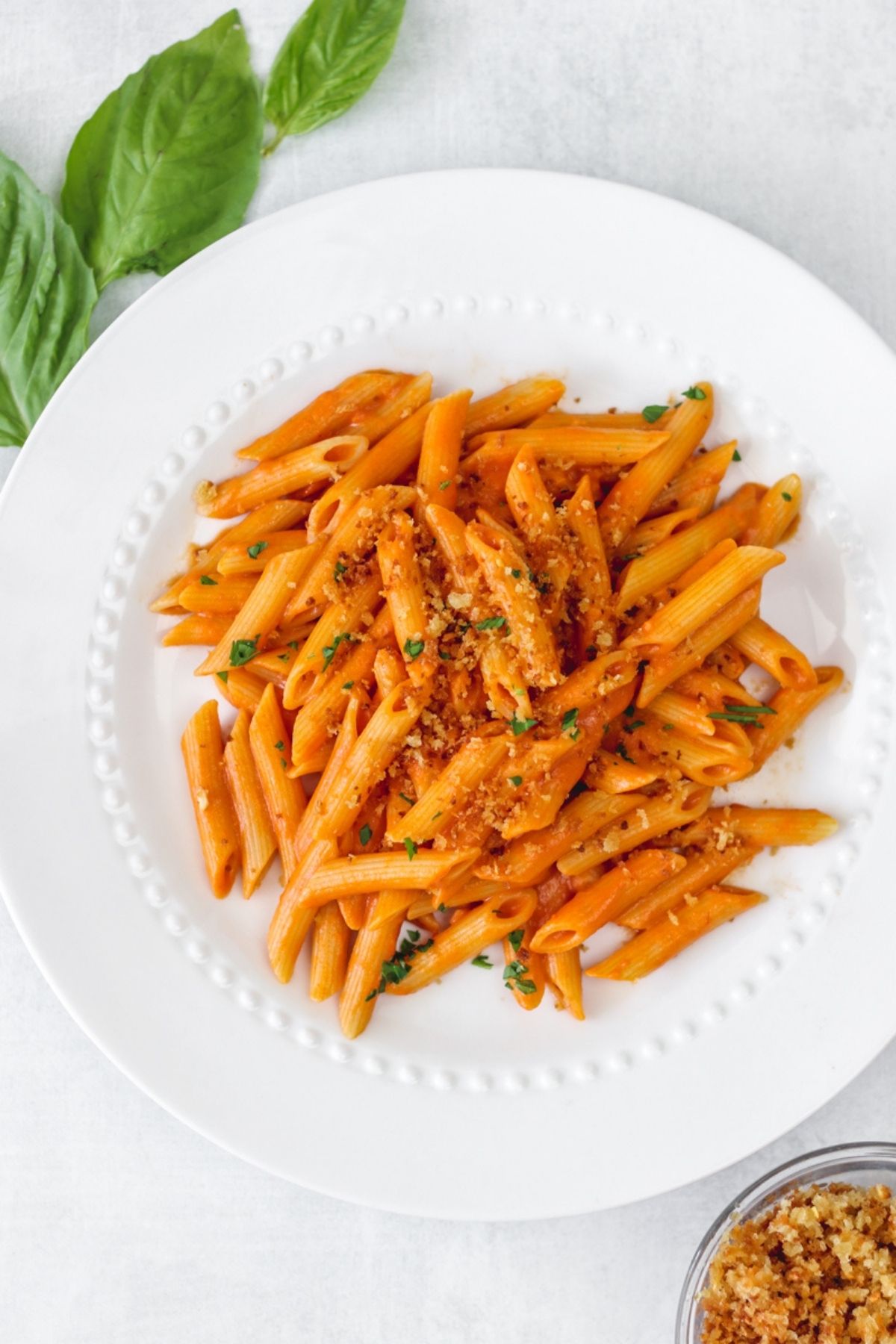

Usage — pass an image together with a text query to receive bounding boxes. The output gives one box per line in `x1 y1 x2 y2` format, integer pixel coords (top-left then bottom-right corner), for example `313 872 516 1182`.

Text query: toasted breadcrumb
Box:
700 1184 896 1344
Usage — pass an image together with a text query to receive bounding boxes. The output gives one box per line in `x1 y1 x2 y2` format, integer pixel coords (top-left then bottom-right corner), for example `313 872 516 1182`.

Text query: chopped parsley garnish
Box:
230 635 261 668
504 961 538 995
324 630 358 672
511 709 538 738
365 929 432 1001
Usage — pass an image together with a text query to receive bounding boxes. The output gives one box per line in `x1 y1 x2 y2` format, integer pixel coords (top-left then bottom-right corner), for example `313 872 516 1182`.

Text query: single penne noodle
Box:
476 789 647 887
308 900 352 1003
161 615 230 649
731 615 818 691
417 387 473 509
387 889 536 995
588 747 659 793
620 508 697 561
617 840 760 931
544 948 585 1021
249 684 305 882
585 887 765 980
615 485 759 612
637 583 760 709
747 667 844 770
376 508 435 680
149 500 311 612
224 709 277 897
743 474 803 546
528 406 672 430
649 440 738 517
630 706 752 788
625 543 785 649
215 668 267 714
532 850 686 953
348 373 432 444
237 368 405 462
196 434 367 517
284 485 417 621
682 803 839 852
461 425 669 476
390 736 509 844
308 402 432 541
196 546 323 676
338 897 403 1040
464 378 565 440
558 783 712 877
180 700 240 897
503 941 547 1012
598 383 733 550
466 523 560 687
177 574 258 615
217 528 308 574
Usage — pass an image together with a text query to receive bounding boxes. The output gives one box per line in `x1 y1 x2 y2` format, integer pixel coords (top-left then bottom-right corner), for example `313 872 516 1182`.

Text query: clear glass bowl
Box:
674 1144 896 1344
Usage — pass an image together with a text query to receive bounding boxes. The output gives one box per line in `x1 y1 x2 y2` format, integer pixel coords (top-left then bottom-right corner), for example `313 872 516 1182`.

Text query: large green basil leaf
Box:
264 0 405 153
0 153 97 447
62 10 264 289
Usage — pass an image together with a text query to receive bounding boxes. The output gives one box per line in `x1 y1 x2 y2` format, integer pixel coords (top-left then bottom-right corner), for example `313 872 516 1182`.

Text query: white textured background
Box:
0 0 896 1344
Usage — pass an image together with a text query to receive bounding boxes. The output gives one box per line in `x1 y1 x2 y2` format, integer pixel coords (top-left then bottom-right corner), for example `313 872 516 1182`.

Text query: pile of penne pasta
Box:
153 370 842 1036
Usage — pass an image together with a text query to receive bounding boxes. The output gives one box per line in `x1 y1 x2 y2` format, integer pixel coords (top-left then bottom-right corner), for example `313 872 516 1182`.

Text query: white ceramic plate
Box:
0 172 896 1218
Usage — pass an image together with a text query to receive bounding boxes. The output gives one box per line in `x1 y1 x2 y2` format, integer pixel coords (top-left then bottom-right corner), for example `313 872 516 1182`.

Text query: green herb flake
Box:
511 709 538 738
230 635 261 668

────────────────────

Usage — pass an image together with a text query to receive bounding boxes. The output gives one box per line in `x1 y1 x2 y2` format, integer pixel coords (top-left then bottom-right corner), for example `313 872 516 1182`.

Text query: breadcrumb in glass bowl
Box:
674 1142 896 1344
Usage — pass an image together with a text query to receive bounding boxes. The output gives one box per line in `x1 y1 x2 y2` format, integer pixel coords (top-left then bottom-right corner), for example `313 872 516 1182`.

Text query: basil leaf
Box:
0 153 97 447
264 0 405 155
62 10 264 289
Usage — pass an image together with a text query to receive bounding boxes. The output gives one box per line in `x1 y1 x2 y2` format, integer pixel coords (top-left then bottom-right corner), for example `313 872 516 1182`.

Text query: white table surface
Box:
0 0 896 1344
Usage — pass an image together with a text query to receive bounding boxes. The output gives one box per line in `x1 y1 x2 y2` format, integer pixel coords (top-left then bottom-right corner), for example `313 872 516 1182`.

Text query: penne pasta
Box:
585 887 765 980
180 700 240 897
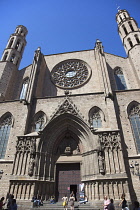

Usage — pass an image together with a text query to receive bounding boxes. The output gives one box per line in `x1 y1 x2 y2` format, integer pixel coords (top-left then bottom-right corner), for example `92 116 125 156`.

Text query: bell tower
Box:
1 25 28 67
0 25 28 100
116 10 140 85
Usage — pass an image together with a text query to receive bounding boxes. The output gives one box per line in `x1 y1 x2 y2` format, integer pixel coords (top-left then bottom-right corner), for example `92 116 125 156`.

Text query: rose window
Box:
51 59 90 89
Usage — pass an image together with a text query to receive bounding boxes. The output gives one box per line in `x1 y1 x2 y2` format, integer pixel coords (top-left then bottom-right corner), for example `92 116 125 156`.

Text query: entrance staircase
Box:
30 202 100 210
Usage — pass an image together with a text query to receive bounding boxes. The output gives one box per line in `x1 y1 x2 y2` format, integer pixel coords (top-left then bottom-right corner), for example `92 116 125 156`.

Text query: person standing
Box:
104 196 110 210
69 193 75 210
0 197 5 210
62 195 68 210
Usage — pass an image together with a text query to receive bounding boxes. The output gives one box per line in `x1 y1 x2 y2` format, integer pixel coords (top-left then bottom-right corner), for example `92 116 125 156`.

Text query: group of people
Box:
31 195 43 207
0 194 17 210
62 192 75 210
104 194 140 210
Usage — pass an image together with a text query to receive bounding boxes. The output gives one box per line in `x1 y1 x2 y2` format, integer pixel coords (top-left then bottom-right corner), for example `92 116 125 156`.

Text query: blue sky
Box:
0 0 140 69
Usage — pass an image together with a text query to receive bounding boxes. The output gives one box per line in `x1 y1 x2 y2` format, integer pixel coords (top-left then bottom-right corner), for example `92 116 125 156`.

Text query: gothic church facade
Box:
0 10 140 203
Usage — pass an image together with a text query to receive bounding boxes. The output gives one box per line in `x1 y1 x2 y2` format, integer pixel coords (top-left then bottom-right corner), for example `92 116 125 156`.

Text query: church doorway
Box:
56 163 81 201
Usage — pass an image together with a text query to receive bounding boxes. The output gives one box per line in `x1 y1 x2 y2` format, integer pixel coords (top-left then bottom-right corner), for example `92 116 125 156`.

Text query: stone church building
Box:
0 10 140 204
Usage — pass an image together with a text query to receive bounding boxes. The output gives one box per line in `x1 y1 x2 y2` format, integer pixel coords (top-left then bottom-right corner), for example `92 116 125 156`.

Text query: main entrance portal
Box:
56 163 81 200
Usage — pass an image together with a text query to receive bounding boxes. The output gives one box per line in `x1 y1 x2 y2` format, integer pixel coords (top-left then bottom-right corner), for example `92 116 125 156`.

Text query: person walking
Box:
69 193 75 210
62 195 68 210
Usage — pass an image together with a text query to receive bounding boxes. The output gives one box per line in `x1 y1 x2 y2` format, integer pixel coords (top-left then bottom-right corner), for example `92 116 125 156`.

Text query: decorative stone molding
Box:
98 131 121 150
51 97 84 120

────────────────────

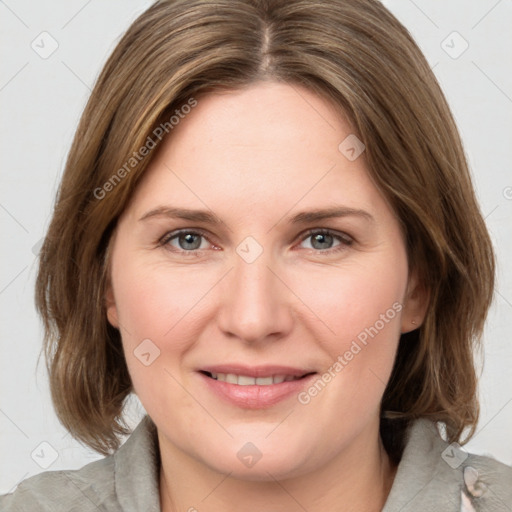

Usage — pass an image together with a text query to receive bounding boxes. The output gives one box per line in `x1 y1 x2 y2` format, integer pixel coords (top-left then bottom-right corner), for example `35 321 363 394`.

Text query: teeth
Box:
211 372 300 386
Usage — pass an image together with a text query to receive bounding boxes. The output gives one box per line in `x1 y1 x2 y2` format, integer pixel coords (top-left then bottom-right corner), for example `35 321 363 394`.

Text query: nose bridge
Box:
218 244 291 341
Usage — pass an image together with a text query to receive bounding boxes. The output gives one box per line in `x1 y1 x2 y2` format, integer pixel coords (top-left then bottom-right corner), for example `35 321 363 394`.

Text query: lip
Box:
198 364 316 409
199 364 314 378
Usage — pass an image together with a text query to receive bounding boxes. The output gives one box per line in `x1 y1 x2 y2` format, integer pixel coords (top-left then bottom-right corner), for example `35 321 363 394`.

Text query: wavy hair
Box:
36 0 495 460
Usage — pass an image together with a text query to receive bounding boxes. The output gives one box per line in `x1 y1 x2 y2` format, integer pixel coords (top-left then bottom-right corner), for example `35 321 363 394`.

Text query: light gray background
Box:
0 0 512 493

────────────────────

= Objective =
Pick out every line of the data above that contains the word "pasta", and copy each one. Matches must have the same uppercase and lowercase letters.

= Complete output =
Text query: pile of penne pasta
Text query: penne pasta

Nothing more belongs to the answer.